====== Exercise inputs
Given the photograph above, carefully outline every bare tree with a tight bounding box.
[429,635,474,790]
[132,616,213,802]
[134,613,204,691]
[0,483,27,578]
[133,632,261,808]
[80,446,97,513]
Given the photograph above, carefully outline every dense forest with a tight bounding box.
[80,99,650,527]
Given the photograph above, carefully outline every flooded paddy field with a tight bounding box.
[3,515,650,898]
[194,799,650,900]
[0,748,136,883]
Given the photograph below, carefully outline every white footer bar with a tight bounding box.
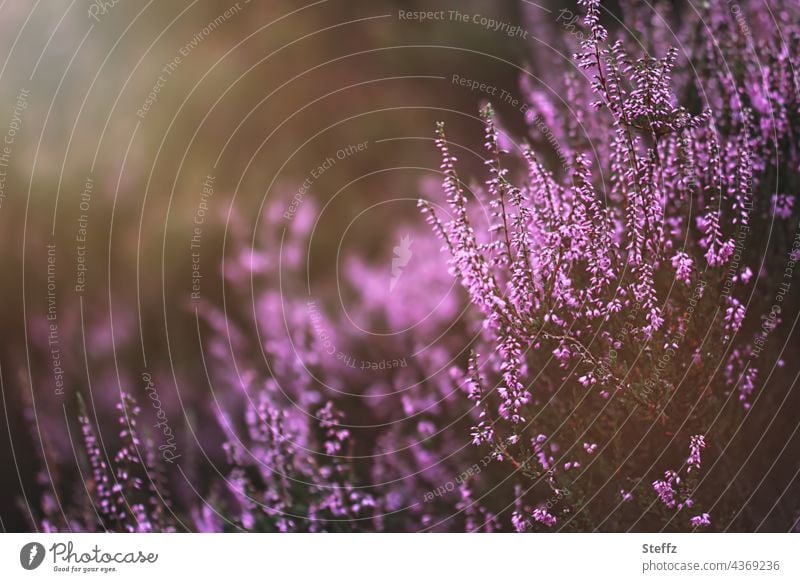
[1,533,797,581]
============
Aim of the exercise: From the first line to the last, retype the data exactly, without images.

Answer:
Given the photograph above, carefully outline every bare tree with a tight bounding box.
[429,635,474,790]
[132,616,213,802]
[134,613,204,691]
[0,483,27,578]
[133,632,261,808]
[80,446,97,513]
Given the photograph above, carefully outline every dense forest with a tight bounding box.
[80,99,650,527]
Given the photograph above, carefully outline every flooded paddy field with a tight bounding box.
[3,515,650,898]
[194,799,650,900]
[0,748,136,883]
Given the photograph below, carefully outline every white footer bar with a tight bounding box.
[1,533,797,581]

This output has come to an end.